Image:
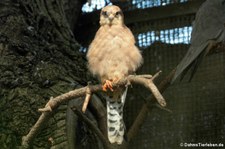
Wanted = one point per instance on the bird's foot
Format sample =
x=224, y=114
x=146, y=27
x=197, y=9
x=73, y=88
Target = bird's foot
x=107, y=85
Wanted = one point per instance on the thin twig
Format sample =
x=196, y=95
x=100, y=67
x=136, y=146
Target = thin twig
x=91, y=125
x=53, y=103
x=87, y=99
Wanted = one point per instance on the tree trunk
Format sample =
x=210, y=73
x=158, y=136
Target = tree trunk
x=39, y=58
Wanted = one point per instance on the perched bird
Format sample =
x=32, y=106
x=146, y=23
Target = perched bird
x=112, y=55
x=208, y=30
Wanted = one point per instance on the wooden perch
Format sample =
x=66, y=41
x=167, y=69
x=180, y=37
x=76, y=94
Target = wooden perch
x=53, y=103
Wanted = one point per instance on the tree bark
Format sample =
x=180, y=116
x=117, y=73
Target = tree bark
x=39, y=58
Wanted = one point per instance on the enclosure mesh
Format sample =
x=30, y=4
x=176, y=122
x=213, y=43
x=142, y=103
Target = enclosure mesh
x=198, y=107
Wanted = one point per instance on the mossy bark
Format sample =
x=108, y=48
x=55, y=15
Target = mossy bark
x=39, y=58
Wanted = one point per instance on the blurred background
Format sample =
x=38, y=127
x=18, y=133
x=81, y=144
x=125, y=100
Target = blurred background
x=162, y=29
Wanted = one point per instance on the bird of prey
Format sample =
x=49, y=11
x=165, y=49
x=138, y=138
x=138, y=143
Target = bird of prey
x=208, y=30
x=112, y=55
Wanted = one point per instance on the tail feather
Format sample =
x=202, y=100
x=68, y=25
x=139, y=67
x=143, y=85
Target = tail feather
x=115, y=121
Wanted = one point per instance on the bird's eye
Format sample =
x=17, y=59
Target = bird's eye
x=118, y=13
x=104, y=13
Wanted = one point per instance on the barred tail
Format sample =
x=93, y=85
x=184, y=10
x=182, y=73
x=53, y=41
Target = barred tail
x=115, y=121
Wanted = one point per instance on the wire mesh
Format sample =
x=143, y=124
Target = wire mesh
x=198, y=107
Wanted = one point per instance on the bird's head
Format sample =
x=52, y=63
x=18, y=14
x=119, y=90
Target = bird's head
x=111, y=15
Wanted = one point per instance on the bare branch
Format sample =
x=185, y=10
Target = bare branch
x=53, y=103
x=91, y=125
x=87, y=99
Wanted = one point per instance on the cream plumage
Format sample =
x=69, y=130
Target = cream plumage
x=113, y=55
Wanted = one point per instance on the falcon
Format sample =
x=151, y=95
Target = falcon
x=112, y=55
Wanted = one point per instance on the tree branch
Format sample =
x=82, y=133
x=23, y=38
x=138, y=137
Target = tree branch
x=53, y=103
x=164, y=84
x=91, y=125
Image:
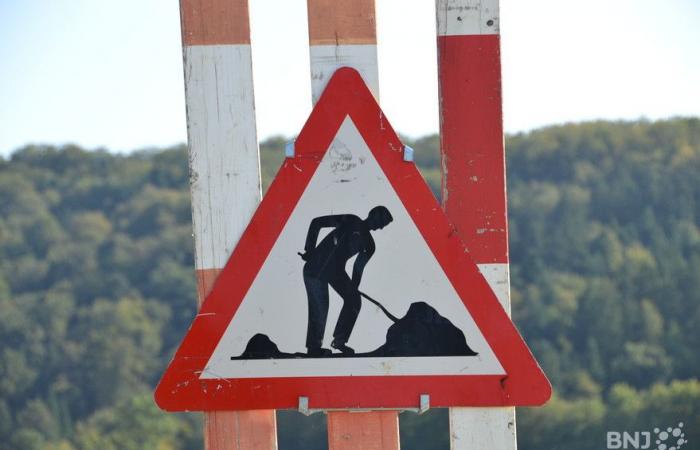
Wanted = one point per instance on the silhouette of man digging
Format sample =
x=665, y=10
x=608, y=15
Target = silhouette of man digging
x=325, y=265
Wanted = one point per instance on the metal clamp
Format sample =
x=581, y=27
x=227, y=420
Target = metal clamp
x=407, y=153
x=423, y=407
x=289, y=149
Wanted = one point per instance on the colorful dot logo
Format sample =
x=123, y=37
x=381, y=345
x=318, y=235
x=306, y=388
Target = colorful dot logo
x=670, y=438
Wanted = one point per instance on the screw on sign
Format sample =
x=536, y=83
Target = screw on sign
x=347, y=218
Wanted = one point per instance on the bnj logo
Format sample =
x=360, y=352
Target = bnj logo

= Short problem =
Reproduce every row above word for word, without the pictures.

= Solution to the exercise =
Image:
Wanted = one point per instance on the bird's foot
Format sample =
x=224, y=114
x=146, y=27
x=197, y=9
x=73, y=88
Target = bird's foot
x=107, y=85
Wanted = one point per instance on the thin twig
Format sample =
x=196, y=95
x=100, y=67
x=136, y=146
Target = thin twig
x=91, y=125
x=53, y=103
x=87, y=99
Wanted = one point per instance on the tree trunk
Format sample =
x=210, y=73
x=158, y=136
Target = tree trunk
x=39, y=58
Wanted = one point per instance on the perched bird
Format sample =
x=32, y=106
x=146, y=23
Target = perched bird
x=112, y=55
x=208, y=30
Wanted = one point per instance on the wooden perch
Format sample =
x=66, y=41
x=167, y=69
x=180, y=37
x=76, y=94
Target = wooden perch
x=53, y=103
Wanted = one point per instance on the tree bark
Format sample =
x=180, y=116
x=117, y=73
Target = tree bark
x=39, y=58
Wanted = one point per instance on the enclosure mesh
Format sample =
x=30, y=4
x=176, y=122
x=213, y=43
x=142, y=103
Target = enclosure mesh
x=198, y=107
Wanted = one point per instance on the mossy bark
Format sample =
x=108, y=48
x=55, y=15
Target = mossy bark
x=39, y=58
Wanted = one point per instance on the blurred background
Format sample =
x=38, y=127
x=18, y=133
x=81, y=144
x=125, y=100
Target = blurred background
x=162, y=29
Wanted = one point per instance on the bird of prey
Format sample =
x=49, y=11
x=165, y=49
x=138, y=138
x=138, y=143
Target = bird of prey
x=208, y=30
x=112, y=55
Wanted = one point per instance on the tail feather
Format sample =
x=202, y=100
x=68, y=25
x=139, y=67
x=143, y=85
Target = tail feather
x=115, y=121
Wanted = one point per instance on the bird's eye
Format sample =
x=17, y=59
Target = bird's eye
x=118, y=13
x=104, y=13
Wanted = one point per instance on the barred tail
Format sample =
x=93, y=85
x=184, y=10
x=182, y=73
x=53, y=41
Target = barred tail
x=115, y=121
Wanted = one point per instance on the wire mesh
Format sample =
x=143, y=124
Target = wire mesh
x=198, y=107
Wanted = one point per instance on the bird's head
Format sample =
x=52, y=63
x=18, y=14
x=119, y=90
Target = bird's head
x=111, y=15
Wanted = one point per instance on the bare branch
Format sample =
x=185, y=10
Target = bare branch
x=53, y=103
x=91, y=125
x=87, y=99
Wanted = one point per instance on the cream plumage
Format sample =
x=69, y=130
Target = cream plumage
x=113, y=55
Wanted = one point per instance on the falcon
Format sample =
x=151, y=95
Target = falcon
x=112, y=55
Wanted = one point per instance on the tree branch
Format sample =
x=82, y=133
x=23, y=38
x=138, y=137
Target = tree branch
x=53, y=103
x=164, y=84
x=91, y=125
Image:
Wanted = one point per instance on the silhouette of man digging
Format sample =
x=665, y=10
x=608, y=15
Target = silhouette of man digging
x=325, y=265
Wanted = one point per instance on the metal clamp
Format sample =
x=581, y=27
x=227, y=420
Target = metal clamp
x=407, y=153
x=423, y=407
x=289, y=149
Wanted = one point per instance on the colorful dot logo
Format sample =
x=123, y=37
x=381, y=345
x=318, y=235
x=306, y=388
Target = colorful dot logo
x=670, y=438
Wanted = one point per instance on the screw on sign
Format sample =
x=536, y=83
Target = screw on sign
x=347, y=218
Wanted = one point per instance on the bnj logo
Format sample =
x=360, y=352
Target = bnj logo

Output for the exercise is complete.